■ Task statement
This exercise asks for every record to be output again exactly.

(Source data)
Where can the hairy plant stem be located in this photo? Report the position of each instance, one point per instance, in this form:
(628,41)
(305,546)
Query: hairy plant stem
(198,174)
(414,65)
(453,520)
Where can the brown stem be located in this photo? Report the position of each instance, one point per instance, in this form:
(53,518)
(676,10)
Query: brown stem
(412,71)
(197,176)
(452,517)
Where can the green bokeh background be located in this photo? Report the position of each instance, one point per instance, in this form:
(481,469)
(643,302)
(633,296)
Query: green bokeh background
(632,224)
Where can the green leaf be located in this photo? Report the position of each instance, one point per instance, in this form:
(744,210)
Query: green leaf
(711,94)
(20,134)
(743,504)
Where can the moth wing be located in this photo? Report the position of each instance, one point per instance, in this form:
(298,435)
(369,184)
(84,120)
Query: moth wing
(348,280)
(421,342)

■ Response area
Where can the hairy plant stem be located in this photo? Report the position of each instance, one point per instance, in this form:
(628,41)
(305,546)
Query: hairy plant stem
(198,174)
(414,65)
(453,520)
Where can the brown stem be located in this photo? Report the position of each instance, one point per instance, in this form:
(53,518)
(676,10)
Query: brown stem
(412,71)
(197,176)
(452,517)
Where can the green bokeh background be located in this photo? Report the position of each instance, one point per instance, in this form:
(481,469)
(643,302)
(633,296)
Query: green bokeh background
(632,224)
Where can the green leaf be located in this photo? Report the position of each instance, one point per instance, in this form:
(744,210)
Query: green leaf
(711,94)
(20,134)
(743,504)
Where can the moth wing be located in this photo? Report the position of each instance, one point per instance, in this form:
(298,435)
(369,184)
(84,120)
Query: moth wing
(348,280)
(421,342)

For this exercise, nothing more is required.